YOUR GOAL:
Copy out each of the items that follow, word for word.

RECORDS:
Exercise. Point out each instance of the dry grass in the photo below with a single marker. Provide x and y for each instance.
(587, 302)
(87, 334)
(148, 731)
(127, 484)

RESULT OF THIS EXERCISE:
Exercise. Point out each instance of the dry grass in the photo below with a single marker. Provide x and y for each instance.
(587, 302)
(87, 334)
(148, 731)
(127, 484)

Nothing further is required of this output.